● Material for the task:
----

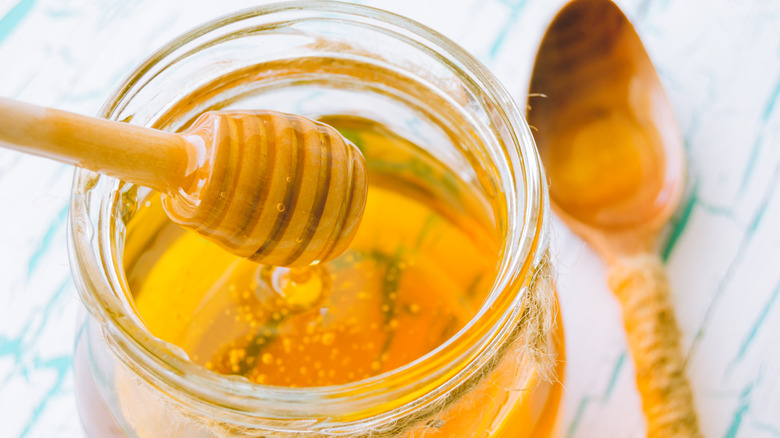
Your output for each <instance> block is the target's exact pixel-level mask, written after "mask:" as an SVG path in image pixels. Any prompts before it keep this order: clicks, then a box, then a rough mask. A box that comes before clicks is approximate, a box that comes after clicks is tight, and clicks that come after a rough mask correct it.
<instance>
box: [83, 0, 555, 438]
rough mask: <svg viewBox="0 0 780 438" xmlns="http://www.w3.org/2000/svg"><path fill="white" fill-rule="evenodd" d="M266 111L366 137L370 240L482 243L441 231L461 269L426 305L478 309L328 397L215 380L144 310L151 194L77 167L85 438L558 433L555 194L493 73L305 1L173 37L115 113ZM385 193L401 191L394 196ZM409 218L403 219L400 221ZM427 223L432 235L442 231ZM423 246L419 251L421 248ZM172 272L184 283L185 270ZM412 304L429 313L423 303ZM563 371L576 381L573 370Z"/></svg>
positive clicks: (122, 102)
mask: <svg viewBox="0 0 780 438" xmlns="http://www.w3.org/2000/svg"><path fill="white" fill-rule="evenodd" d="M261 108H262V109H274V110H279V111H284V112H289V113H296V114H301V115H304V116H307V117H311V118H315V119H321V120H325V121H328V122H330V123H332V124H334V125H336V126H337V127H338V128H340V129H341V130H342V132H343V133H344V134H345V135H346V136H347V137H350V136H352V139H353V141H355V142H356V143H359V144H358V146H360V147H361V148H362V150H363V153H364V154H365V155H366V159H367V162H368V164H369V172H370V176H369V177H370V178H372V185H373V186H372V187H374V186H375V192H374V193H375V195H373V196H374V198H375V199H380V198H381V199H382V202H379V203H377V207H376V213H371V211H368V212H367V218H369V219H368V222H366V223H365V224H364V227H365V229H366V230H370V229H373V232H374V235H372V236H382V235H385V234H387V233H391V232H392V230H394V229H395V228H393V227H395V226H396V225H397V224H404V225H409V224H412V223H413V222H414V221H415V219H414V217H415V216H414V214H413V211H414V209H415V208H418V207H419V208H423V207H424V208H426V209H429V210H431V211H434V212H435V213H436V217H437V218H440V222H438V225H437V223H436V222H435V221H429V222H431V223H434V225H432V227H433V228H434V229H435V230H436V231H438V232H440V233H443V231H442V230H445V229H446V227H447V226H451V227H455V228H458V229H461V228H462V229H468V230H471V231H470V232H469V233H467V234H468V236H467V238H464V240H463V243H457V242H460V241H459V240H457V238H454V237H451V235H447V234H442V236H444V237H443V240H445V241H447V242H449V246H448V247H443V248H440V249H439V250H436V249H435V248H434V246H431V249H430V254H434V256H432V257H431V259H432V260H434V261H435V262H436V263H439V265H441V266H444V267H446V269H442V270H441V272H443V274H441V273H440V274H439V276H438V277H436V280H430V279H428V280H426V281H428V284H430V285H431V287H428V288H421V289H420V290H421V291H422V292H416V293H417V294H419V293H425V291H426V290H427V291H434V290H435V291H438V293H440V294H441V295H447V294H448V293H450V294H451V295H453V296H454V294H455V291H456V290H460V289H458V288H459V287H461V288H463V289H465V286H464V284H465V283H470V284H471V283H473V285H472V289H474V290H477V292H475V293H473V294H472V295H471V298H469V300H470V301H469V302H468V303H467V304H468V306H467V307H468V308H469V309H472V310H471V311H470V312H469V313H467V314H464V315H465V316H463V317H462V318H460V323H458V324H456V325H449V326H447V330H449V331H442V333H446V336H445V338H443V339H442V340H441V341H437V342H436V343H435V345H434V344H431V345H429V346H426V347H425V348H423V349H420V350H419V351H418V352H417V353H416V354H414V355H410V356H408V357H406V358H405V360H404V361H402V362H400V363H398V364H396V365H397V366H392V367H390V366H389V365H388V366H387V367H383V363H379V365H378V366H376V369H375V370H374V372H370V371H369V370H366V371H367V374H366V375H365V376H363V375H354V376H351V377H350V376H347V377H345V378H344V379H342V380H343V381H335V380H334V381H327V382H325V381H324V380H323V382H325V383H324V384H318V383H317V381H316V380H311V381H310V382H309V381H308V380H301V381H300V382H298V383H301V382H303V383H304V385H303V386H306V387H303V388H301V387H293V386H291V385H288V386H285V385H284V382H270V383H271V384H267V383H266V382H265V381H264V380H262V379H260V377H259V376H258V375H249V374H247V375H228V374H231V373H230V372H216V371H219V370H218V369H215V367H214V366H213V364H211V365H212V366H209V363H208V362H209V361H206V360H203V361H202V362H201V363H199V362H198V360H197V358H196V357H195V356H194V350H191V349H188V348H189V347H187V345H185V344H184V343H180V342H177V341H176V339H178V338H176V337H175V336H174V335H171V336H170V337H167V336H164V335H162V334H161V333H160V331H159V330H158V329H157V328H155V326H154V323H153V322H152V320H151V316H150V315H151V313H145V312H149V311H148V310H147V309H148V308H149V306H148V305H147V304H144V303H142V302H141V301H140V300H139V289H141V288H142V287H143V284H144V282H143V281H138V280H137V278H136V277H138V276H137V275H135V274H134V273H136V272H139V271H138V269H140V268H137V267H138V266H139V265H143V264H144V263H146V264H147V265H150V266H156V265H157V264H159V263H162V262H161V261H160V260H161V258H160V257H157V256H154V257H153V256H150V255H149V254H151V252H150V251H147V250H146V249H145V248H148V245H147V244H148V242H149V241H150V239H153V238H155V237H154V236H155V235H156V234H155V233H156V232H157V231H159V229H162V228H156V226H152V225H151V224H152V223H154V221H150V219H149V217H150V215H149V214H148V209H149V208H152V207H149V206H150V205H152V204H153V203H154V202H155V196H154V194H152V193H150V192H149V191H148V190H146V189H144V188H139V187H136V186H133V185H130V184H125V183H122V182H120V181H117V180H114V179H111V178H107V177H104V176H99V175H97V174H93V173H90V172H86V171H79V172H78V173H77V175H76V179H75V182H74V189H73V198H72V205H71V207H72V208H71V218H70V219H71V230H70V231H71V255H72V257H71V260H72V265H73V271H74V277H75V278H76V282H77V286H78V288H79V291H80V293H81V296H82V299H83V301H84V304H85V307H86V309H87V311H88V312H86V313H85V316H84V318H83V324H82V326H81V327H80V332H79V337H78V341H77V358H76V375H77V387H78V388H77V395H78V399H79V407H80V412H81V416H82V420H83V422H84V425H85V428H86V429H87V431H88V433H90V435H91V436H96V437H97V436H100V437H105V436H108V437H110V436H138V437H156V436H181V437H201V436H202V437H212V436H214V437H216V436H280V437H287V436H331V435H336V436H338V435H342V436H349V437H353V436H355V437H357V436H375V437H376V436H383V437H384V436H387V437H421V436H426V435H427V434H429V433H434V432H435V433H438V434H439V435H437V436H447V437H453V438H457V437H471V436H493V437H504V436H506V437H519V436H520V437H521V436H540V435H544V434H546V433H549V431H550V430H551V428H552V427H553V425H554V419H555V414H556V411H557V405H558V402H559V399H560V385H559V384H557V383H556V384H553V383H551V382H553V381H555V380H549V381H548V380H545V379H542V378H540V374H539V372H540V370H539V369H537V366H538V364H539V362H540V361H539V358H538V357H537V356H538V355H534V354H533V351H535V350H536V348H537V347H539V348H542V349H543V350H544V349H547V351H549V352H550V353H552V354H555V353H556V352H557V357H558V359H559V361H558V362H557V363H558V364H560V363H561V362H560V359H562V357H561V356H562V350H561V346H562V344H561V342H560V340H561V336H562V332H561V330H560V324H559V321H557V320H555V319H551V318H554V315H553V313H550V312H549V309H546V310H545V309H542V310H541V311H539V309H535V308H534V306H540V305H541V304H545V300H541V301H540V300H534V299H531V298H533V297H532V296H531V295H532V294H531V292H534V293H537V294H542V295H544V294H546V295H545V296H547V297H548V298H549V297H552V296H553V295H552V294H553V292H552V291H551V290H550V287H551V286H550V285H549V283H547V282H544V281H540V280H539V278H540V275H539V274H540V272H541V273H544V271H545V270H547V269H549V267H548V266H547V265H548V263H549V262H548V260H547V258H546V254H547V233H548V231H547V227H548V224H547V220H548V217H547V216H548V214H549V212H548V201H547V194H546V191H545V188H544V185H543V175H542V171H541V168H540V164H539V160H538V157H537V155H536V152H535V149H534V146H533V141H532V139H531V136H530V133H529V130H528V127H527V125H526V123H525V122H524V121H523V120H522V117H521V116H520V114H519V112H518V110H517V108H516V107H515V105H514V104H513V102H512V100H511V98H510V97H509V96H508V94H507V93H506V92H505V91H504V90H503V89H502V88H501V87H500V86H499V85H497V81H496V80H495V78H493V77H492V75H491V74H490V73H489V72H488V71H486V70H485V68H484V67H483V66H481V65H480V64H479V63H478V62H477V61H476V60H474V59H473V58H472V57H471V56H469V55H468V54H466V53H464V52H463V51H462V49H460V48H458V47H457V46H456V45H454V44H453V43H452V42H450V41H448V40H446V39H445V38H443V37H441V36H440V35H438V34H436V33H435V32H433V31H431V30H428V29H426V28H424V27H422V26H420V25H419V24H416V23H413V22H411V21H409V20H406V19H404V18H401V17H398V16H395V15H392V14H388V13H385V12H382V11H378V10H375V9H370V8H365V7H359V6H355V5H346V4H340V3H334V2H306V3H289V4H279V5H272V6H268V7H264V8H258V9H253V10H248V11H244V12H241V13H238V14H234V15H231V16H228V17H225V18H222V19H219V20H217V21H214V22H212V23H208V24H206V25H204V26H202V27H200V28H198V29H195V30H194V31H192V32H190V33H188V34H186V35H184V36H183V37H181V38H180V39H178V40H176V41H174V42H172V43H171V44H169V45H168V46H166V47H165V48H163V49H162V50H160V51H159V52H158V53H156V54H154V55H153V56H151V57H150V58H149V59H148V60H147V62H145V63H144V64H143V65H142V66H141V67H139V68H138V69H137V70H136V71H135V72H134V73H133V74H132V75H131V76H130V77H129V78H128V79H127V81H126V82H125V83H124V84H123V85H122V86H121V87H119V89H118V90H117V91H116V93H115V94H114V95H113V96H112V97H111V98H110V99H109V101H108V102H107V104H106V105H105V107H104V108H103V111H102V113H101V115H102V116H104V117H107V118H110V119H113V120H121V121H125V122H128V123H134V124H139V125H144V126H153V127H157V128H160V129H166V130H171V131H176V130H181V129H183V128H186V127H187V126H188V124H189V123H191V122H192V121H193V120H194V119H195V118H196V117H197V116H198V115H200V114H201V113H202V112H204V111H207V110H213V109H261ZM379 134H381V135H379ZM377 136H378V137H382V138H385V139H386V138H394V139H397V141H395V143H397V144H404V145H408V146H409V149H408V150H407V152H409V151H412V152H409V153H402V152H403V151H400V150H399V149H392V150H388V149H386V148H385V146H382V145H386V144H390V143H391V142H385V143H382V142H380V141H374V140H372V139H373V138H374V137H377ZM399 187H401V188H402V189H398V188H399ZM393 188H394V190H395V189H397V190H396V191H395V192H393V191H392V190H390V189H393ZM412 188H413V190H412ZM370 190H371V189H370ZM388 191H389V192H388ZM384 192H388V193H389V194H387V195H381V196H384V197H381V196H380V195H379V194H381V193H384ZM390 192H392V193H390ZM396 192H397V193H401V194H405V195H409V194H411V193H413V194H414V196H411V195H410V196H411V198H410V199H413V200H414V201H415V202H416V204H414V205H416V206H418V207H411V205H412V204H410V203H403V202H401V201H398V202H400V203H399V204H393V202H395V201H393V199H396V198H394V197H393V196H396V195H397V193H396ZM371 196H372V195H371V192H370V194H369V198H371ZM399 199H400V198H399ZM404 199H405V198H404ZM369 202H371V201H369ZM410 202H411V201H410ZM393 205H398V206H399V207H398V208H397V210H398V211H393V212H392V213H393V215H394V216H393V217H392V220H388V219H387V214H388V213H387V211H390V210H388V209H391V208H392V206H393ZM381 208H385V210H382V209H381ZM372 211H373V210H372ZM420 211H423V210H420ZM424 211H425V212H428V210H424ZM426 214H427V213H426ZM158 216H159V215H158ZM428 216H430V214H429V215H428ZM426 217H427V216H426ZM161 220H164V218H163V219H161ZM158 222H159V221H158ZM419 223H420V230H421V229H422V228H423V225H425V224H426V223H427V222H426V221H425V220H420V221H419ZM448 224H449V225H448ZM158 225H159V224H158ZM429 225H430V224H429ZM429 228H430V227H429ZM405 229H406V228H405ZM418 231H419V230H418ZM366 233H368V231H366ZM420 233H421V231H420ZM367 236H368V234H367ZM416 236H417V234H415V235H414V237H415V239H413V240H415V241H417V240H420V241H422V240H424V239H417V238H416ZM157 237H159V235H157ZM372 239H374V240H375V239H376V237H371V236H368V237H365V239H363V240H361V238H360V237H358V239H357V241H356V243H355V244H353V247H352V248H351V250H353V254H352V256H353V257H354V256H355V255H356V254H357V255H360V254H367V253H371V252H372V251H373V249H374V247H373V246H372V247H371V251H369V250H365V251H362V253H361V252H360V249H361V246H360V245H362V243H361V242H374V240H372ZM161 241H162V240H159V239H158V243H159V242H161ZM456 241H457V242H456ZM453 242H455V243H453ZM469 242H470V243H469ZM366 244H368V243H366ZM372 244H373V243H372ZM469 245H471V246H469ZM166 248H167V247H165V245H163V249H162V250H160V251H165V250H167V249H166ZM160 251H158V252H160ZM436 251H438V252H436ZM348 252H349V251H348ZM374 252H376V251H374ZM186 253H187V252H182V253H181V254H186ZM475 254H476V255H475ZM480 254H481V255H480ZM177 257H179V256H177ZM470 257H471V258H472V259H473V260H472V259H470ZM179 258H181V257H179ZM375 258H376V257H375ZM195 259H197V256H194V257H193V260H195ZM139 260H140V261H139ZM150 260H151V261H150ZM338 260H339V259H337V260H336V261H338ZM376 260H379V258H376ZM188 263H190V262H188ZM192 263H194V262H192ZM377 263H378V262H377ZM212 265H213V264H212ZM482 265H484V266H483V268H484V269H482V271H480V272H481V273H482V274H484V275H482V274H480V275H476V274H474V275H472V277H473V278H471V277H468V275H467V273H468V272H469V269H476V268H475V266H482ZM394 266H395V265H394ZM329 269H330V272H332V273H334V272H336V271H337V267H335V266H331V267H330V268H329ZM149 270H150V269H147V270H146V271H144V272H147V271H149ZM166 272H172V274H170V275H171V278H172V280H170V281H172V282H174V283H175V282H184V281H185V279H184V278H185V277H184V276H186V275H188V274H186V273H185V272H182V273H181V276H182V277H181V278H177V277H176V276H177V275H178V274H177V272H176V270H173V271H171V270H170V269H168V270H167V271H166ZM437 272H438V271H437ZM335 275H337V274H335V273H334V276H335ZM461 277H462V278H461ZM477 277H478V278H477ZM145 278H146V277H145ZM334 278H335V277H334ZM472 280H473V281H472ZM477 280H478V281H477ZM421 281H422V280H421ZM421 281H417V282H416V283H417V284H420V282H421ZM172 284H173V283H172ZM474 285H476V286H474ZM186 292H187V291H186V290H185V291H177V292H176V293H186ZM172 293H173V292H172ZM552 300H554V298H553V299H552ZM461 301H462V300H461ZM547 301H550V299H548V300H547ZM439 302H440V301H437V303H439ZM540 303H541V304H540ZM546 304H549V303H546ZM161 306H162V305H161ZM547 307H549V306H547ZM161 308H163V309H167V307H164V306H162V307H161ZM407 308H408V309H411V310H409V312H410V313H411V314H413V313H415V311H414V307H413V306H412V304H409V305H408V306H407ZM545 311H547V313H546V314H545V315H543V316H545V317H546V318H547V319H550V321H551V322H549V321H548V322H547V323H542V324H541V326H540V327H541V328H536V327H529V325H531V324H534V323H536V320H534V319H533V318H530V319H529V315H537V316H538V314H539V313H540V312H541V313H544V312H545ZM171 312H172V315H174V313H175V312H174V310H173V309H171ZM417 312H418V313H419V310H418V311H417ZM542 319H544V318H542ZM388 321H390V320H388ZM388 324H390V322H388ZM398 324H400V325H401V326H402V328H403V327H407V326H408V324H404V323H403V321H402V320H399V321H396V325H398ZM425 329H431V326H430V325H428V326H426V327H423V331H424V330H425ZM410 333H411V332H410ZM529 336H533V337H534V338H535V339H536V340H534V341H533V342H535V343H536V344H534V345H533V347H534V348H533V349H529V348H526V347H527V346H528V345H529V342H531V341H530V340H529ZM407 337H408V338H409V337H412V335H410V334H407ZM363 344H365V342H364V343H363ZM363 344H361V345H363ZM532 350H533V351H532ZM390 362H391V361H390ZM390 362H388V363H390ZM369 366H371V365H369ZM555 368H556V370H557V372H558V373H557V379H558V381H559V380H560V379H561V378H562V374H561V371H562V370H561V369H560V367H558V366H556V367H555ZM228 371H229V370H228ZM238 374H241V373H238ZM263 376H264V377H263V378H266V377H265V376H266V375H265V374H263ZM306 382H308V383H306ZM274 385H276V386H274ZM323 385H324V386H323Z"/></svg>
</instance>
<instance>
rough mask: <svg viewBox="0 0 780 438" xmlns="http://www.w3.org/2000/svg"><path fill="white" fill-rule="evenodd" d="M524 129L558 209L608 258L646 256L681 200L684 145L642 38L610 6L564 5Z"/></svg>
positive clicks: (600, 2) (543, 49) (656, 74)
mask: <svg viewBox="0 0 780 438" xmlns="http://www.w3.org/2000/svg"><path fill="white" fill-rule="evenodd" d="M530 90H531V91H532V92H536V93H544V95H545V96H546V97H545V98H541V97H540V98H537V99H534V100H533V101H532V102H530V107H531V108H532V110H531V111H529V114H528V121H529V123H530V124H531V125H532V126H534V127H535V128H536V129H537V130H538V131H537V132H538V135H536V142H537V146H538V148H539V152H540V154H541V156H542V161H543V162H544V164H545V168H546V170H547V173H548V176H549V178H550V180H551V181H552V184H551V186H550V197H551V200H552V203H553V206H554V208H555V209H556V211H557V213H558V214H559V215H561V216H562V217H565V220H566V222H567V223H568V224H569V225H570V226H572V227H574V228H576V231H577V232H578V233H579V234H581V235H583V236H584V237H585V238H586V240H588V241H590V242H591V243H592V244H593V245H594V247H595V248H596V249H597V250H598V251H599V252H600V253H601V254H602V256H604V257H605V258H608V259H611V258H614V257H615V256H618V255H620V254H636V253H641V252H646V251H648V250H650V249H651V246H652V245H653V244H654V243H655V240H656V239H655V238H654V237H655V235H656V234H657V232H658V230H659V229H660V228H661V227H662V226H663V225H664V224H665V223H666V221H667V220H668V219H669V217H670V216H671V214H672V213H673V212H674V210H675V209H676V207H677V206H678V205H679V202H680V199H681V197H682V193H683V188H684V181H685V167H684V163H685V160H684V156H683V142H682V137H681V135H680V132H679V129H678V128H677V125H676V123H675V121H674V116H673V114H672V111H671V107H670V105H669V103H668V100H667V98H666V96H665V94H664V91H663V88H662V86H661V82H660V80H659V79H658V75H657V74H656V72H655V69H654V68H653V65H652V63H651V61H650V58H649V57H648V55H647V53H646V52H645V50H644V47H643V45H642V42H641V41H640V39H639V36H638V35H637V34H636V32H635V31H634V28H633V27H632V26H631V24H630V23H629V22H628V20H627V19H626V17H625V16H624V15H623V13H622V12H621V11H620V9H618V7H617V6H615V4H614V3H612V2H611V1H607V0H579V1H574V2H572V3H570V4H569V5H567V6H566V7H565V8H564V9H563V10H562V11H561V12H560V13H559V14H558V16H556V18H555V19H554V21H553V23H552V24H551V25H550V27H549V29H548V31H547V33H546V35H545V37H544V39H543V41H542V43H541V46H540V48H539V52H538V55H537V58H536V63H535V66H534V72H533V75H532V80H531V85H530Z"/></svg>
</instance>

----

● Exercise goal: Could you rewrite the lines from the start of the entries through the line holding "box: [83, 0, 555, 438]", inclusive, replacing "image pixels" with "pixel coordinates" and changing nothing else? Leave the pictures out of your answer.

● Task response:
Your output for each <instance> block is the target's exact pixel-level mask, written after "mask:" as an SVG path in pixel coordinates. Any prompts before it keep this order: clicks, then a box, then a rough mask. A box that comes before clicks is approximate, a box that comes after clicks is tight, and clicks that come after a rough mask correct it.
<instance>
box: [83, 0, 555, 438]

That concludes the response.